▶ [Given problem]:
Give the rows from the start through the line holding "[112,701,156,823]", inclusive, as a two-column CSV with the headers text and boxes, one CSV line for each row that asks for a box. Put its wording in one quoted field and its answer in another, turn line breaks into spaces, and leave out the pictures.

▶ [Data excerpts]:
◇ ◇ ◇ ◇ ◇ ◇ ◇

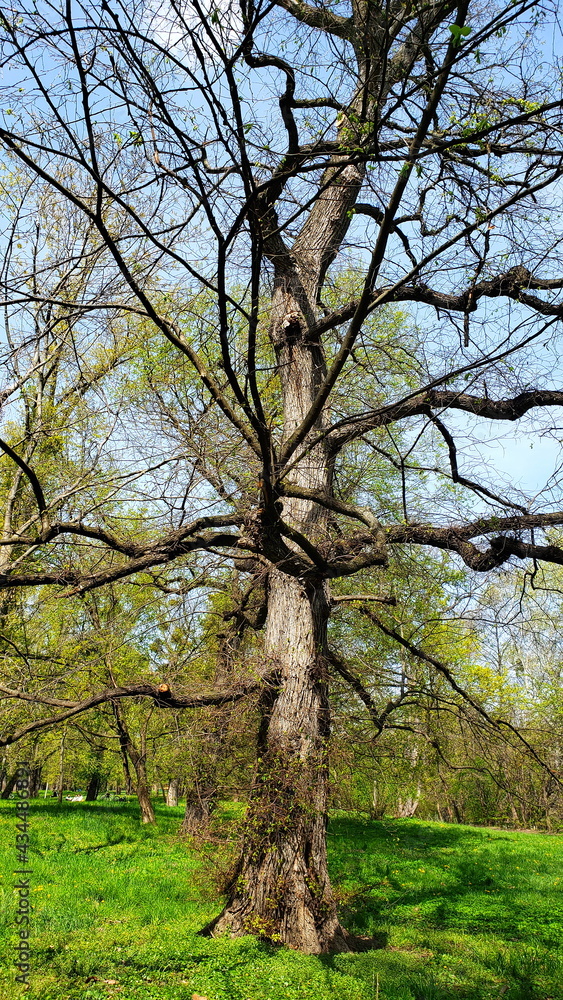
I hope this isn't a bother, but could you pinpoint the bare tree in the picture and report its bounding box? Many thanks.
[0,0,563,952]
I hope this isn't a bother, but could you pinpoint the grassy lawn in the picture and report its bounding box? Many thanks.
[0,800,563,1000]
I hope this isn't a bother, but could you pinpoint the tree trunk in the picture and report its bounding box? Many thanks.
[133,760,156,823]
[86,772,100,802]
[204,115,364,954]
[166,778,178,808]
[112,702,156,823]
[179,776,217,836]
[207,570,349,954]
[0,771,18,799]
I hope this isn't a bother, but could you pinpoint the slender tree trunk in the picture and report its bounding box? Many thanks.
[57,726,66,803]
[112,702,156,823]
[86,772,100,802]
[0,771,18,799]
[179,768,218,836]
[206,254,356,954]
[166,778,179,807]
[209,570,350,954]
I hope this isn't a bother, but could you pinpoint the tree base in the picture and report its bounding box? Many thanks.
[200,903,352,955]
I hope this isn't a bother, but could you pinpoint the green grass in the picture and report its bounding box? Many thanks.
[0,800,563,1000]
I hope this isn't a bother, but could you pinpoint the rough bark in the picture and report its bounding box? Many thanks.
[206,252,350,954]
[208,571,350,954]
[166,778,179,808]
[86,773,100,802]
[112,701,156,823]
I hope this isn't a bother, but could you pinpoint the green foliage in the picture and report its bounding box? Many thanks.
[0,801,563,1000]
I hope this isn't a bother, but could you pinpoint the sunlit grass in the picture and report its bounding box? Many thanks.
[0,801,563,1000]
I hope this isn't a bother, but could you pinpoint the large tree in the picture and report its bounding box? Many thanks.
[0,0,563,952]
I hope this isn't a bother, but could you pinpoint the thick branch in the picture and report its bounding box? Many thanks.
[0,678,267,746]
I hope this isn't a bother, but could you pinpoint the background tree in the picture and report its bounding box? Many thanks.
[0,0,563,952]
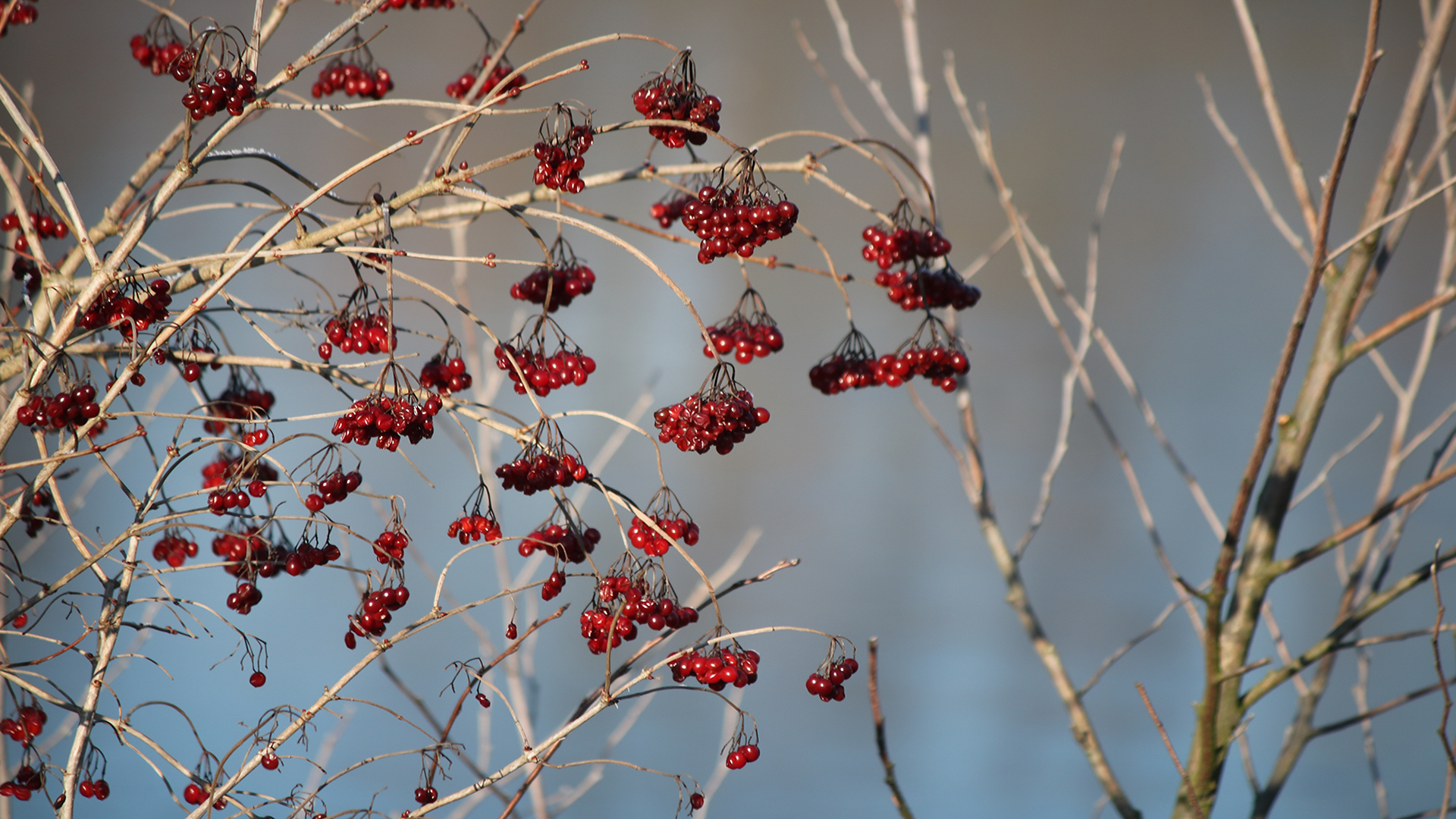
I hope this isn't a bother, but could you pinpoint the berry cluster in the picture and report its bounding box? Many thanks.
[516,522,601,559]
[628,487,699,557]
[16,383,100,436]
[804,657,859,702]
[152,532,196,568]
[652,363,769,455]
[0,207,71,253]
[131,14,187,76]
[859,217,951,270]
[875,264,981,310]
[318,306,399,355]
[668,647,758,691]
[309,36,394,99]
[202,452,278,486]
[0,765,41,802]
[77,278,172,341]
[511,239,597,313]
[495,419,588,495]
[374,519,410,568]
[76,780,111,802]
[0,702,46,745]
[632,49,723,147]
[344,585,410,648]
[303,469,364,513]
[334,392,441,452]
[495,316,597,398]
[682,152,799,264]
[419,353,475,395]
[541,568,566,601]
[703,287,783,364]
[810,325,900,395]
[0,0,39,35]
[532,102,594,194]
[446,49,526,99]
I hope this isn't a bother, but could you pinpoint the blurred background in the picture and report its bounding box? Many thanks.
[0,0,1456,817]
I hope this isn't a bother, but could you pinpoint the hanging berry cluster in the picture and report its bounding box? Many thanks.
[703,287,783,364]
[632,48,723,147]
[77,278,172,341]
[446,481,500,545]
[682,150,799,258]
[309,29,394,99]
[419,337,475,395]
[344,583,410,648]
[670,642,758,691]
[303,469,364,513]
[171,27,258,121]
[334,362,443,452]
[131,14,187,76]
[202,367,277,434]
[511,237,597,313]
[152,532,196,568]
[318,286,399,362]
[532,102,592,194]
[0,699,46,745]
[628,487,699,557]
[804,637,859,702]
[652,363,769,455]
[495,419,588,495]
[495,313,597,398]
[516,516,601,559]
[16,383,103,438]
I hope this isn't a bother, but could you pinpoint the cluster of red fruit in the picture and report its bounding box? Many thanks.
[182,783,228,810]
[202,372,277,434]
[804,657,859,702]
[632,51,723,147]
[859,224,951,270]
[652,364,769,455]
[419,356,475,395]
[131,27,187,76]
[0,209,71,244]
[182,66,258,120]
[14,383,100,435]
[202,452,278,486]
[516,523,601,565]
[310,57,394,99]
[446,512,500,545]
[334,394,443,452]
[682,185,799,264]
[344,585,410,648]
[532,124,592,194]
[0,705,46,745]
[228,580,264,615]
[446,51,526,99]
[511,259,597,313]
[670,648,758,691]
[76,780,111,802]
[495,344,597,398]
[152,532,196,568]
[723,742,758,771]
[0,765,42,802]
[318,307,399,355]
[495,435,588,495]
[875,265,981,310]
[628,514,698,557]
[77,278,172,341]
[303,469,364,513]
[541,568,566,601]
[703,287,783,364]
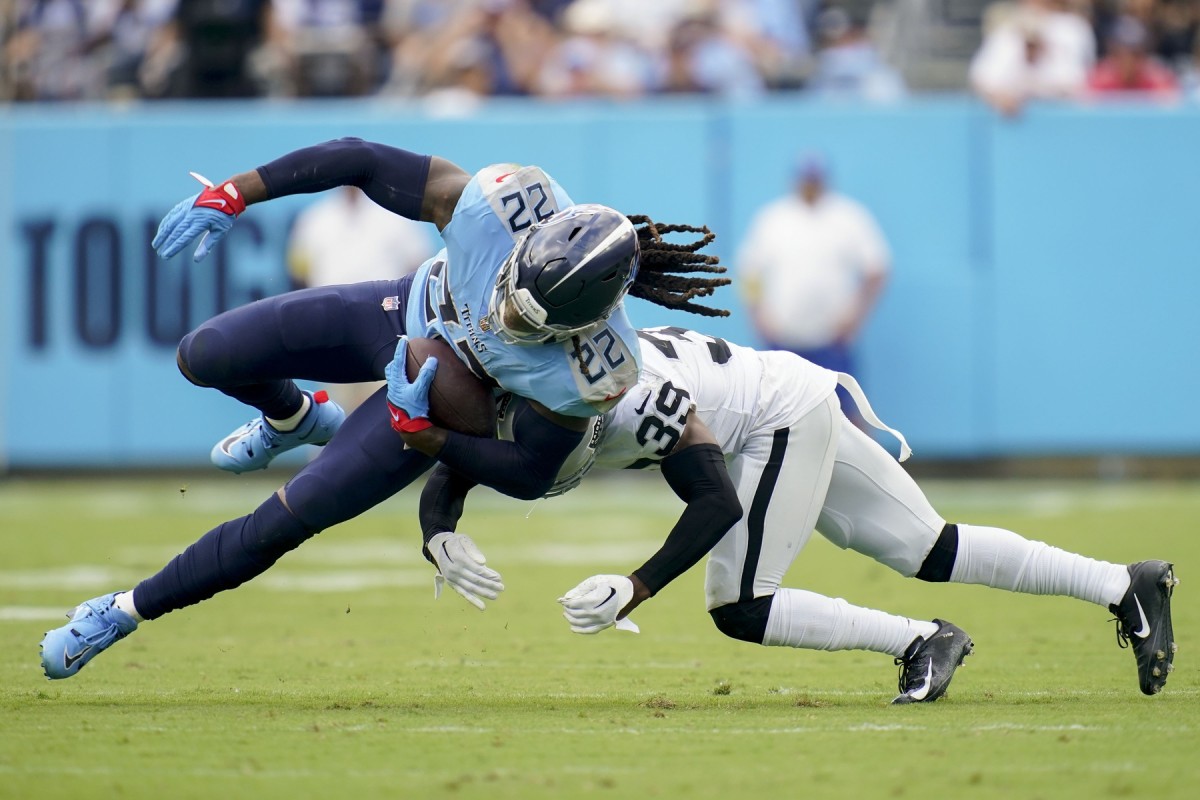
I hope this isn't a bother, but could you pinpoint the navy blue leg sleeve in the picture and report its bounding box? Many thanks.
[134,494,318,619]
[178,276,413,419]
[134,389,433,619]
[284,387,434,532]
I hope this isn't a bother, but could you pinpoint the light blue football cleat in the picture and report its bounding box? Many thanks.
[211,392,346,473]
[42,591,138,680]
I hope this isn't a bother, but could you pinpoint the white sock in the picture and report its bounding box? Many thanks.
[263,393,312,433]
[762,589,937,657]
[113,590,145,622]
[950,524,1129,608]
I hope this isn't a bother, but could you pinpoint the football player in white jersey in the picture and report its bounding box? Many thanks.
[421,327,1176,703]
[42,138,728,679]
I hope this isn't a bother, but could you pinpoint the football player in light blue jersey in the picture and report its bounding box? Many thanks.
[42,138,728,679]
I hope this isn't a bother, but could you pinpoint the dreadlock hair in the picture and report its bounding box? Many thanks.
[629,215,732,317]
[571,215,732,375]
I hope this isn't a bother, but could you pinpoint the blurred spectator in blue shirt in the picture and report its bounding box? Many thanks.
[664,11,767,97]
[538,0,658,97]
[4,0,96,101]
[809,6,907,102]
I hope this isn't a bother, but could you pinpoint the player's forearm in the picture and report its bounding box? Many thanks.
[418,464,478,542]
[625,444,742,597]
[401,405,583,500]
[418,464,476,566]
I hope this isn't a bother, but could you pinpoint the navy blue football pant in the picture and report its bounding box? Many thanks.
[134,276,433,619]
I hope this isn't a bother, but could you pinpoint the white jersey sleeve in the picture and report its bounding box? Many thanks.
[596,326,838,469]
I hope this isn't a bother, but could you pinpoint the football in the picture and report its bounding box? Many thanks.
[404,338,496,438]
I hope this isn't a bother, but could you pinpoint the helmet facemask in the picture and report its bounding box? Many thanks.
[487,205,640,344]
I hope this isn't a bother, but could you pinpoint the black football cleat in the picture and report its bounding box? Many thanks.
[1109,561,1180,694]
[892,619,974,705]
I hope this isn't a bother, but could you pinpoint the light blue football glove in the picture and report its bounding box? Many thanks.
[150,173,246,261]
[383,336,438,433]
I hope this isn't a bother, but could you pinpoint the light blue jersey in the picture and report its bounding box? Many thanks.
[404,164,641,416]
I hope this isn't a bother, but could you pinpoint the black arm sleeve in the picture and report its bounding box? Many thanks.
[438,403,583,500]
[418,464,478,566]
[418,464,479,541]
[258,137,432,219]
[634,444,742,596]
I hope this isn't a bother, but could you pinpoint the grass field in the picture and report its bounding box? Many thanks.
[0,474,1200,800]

◇ ◇ ◇ ◇ ◇ ◇ ◇

▶ [Solution for this exercise]:
text,boxes
"I hope this isn't a bother, but could you pinpoint the bare tree in the picture and report its bounding box? Many thanks.","[0,0,563,952]"
"I hope this isn't a bother, but could you pinpoint the grassy lawn in the picture and report its bounding box? Many thanks.","[0,800,563,1000]"
"I hope this isn't a bother, but could you pinpoint the tree trunk in the picture and report its bounding box? Many thanks.","[133,760,156,823] [86,772,100,802] [204,115,364,954] [166,778,178,808] [112,702,156,823] [179,776,217,836] [207,570,349,954] [0,771,18,799]"
"I hope this isn't a bother, but could you pinpoint the slender tree trunk in the picture and report its bounding box? Many thanks.","[57,726,66,803] [112,702,156,823] [86,772,100,802] [0,771,18,799] [179,768,218,836] [206,254,356,954] [166,778,179,807] [209,570,350,954]"
"I hope this isn't a bother, but could you pinpoint the tree base in the picture and report its bounding box? Many thanks.","[200,903,352,955]"
"I hope this isn't a bother, but could you pinpoint the green grass in the picture and report its bounding box? Many thanks.","[0,800,563,1000]"
"I hope this isn't a bother, but could you pinpoint the rough bark in the picture and report its bounding box? Many thanks.","[206,252,350,954] [208,571,350,954] [166,778,179,808] [86,773,100,802] [112,701,156,823]"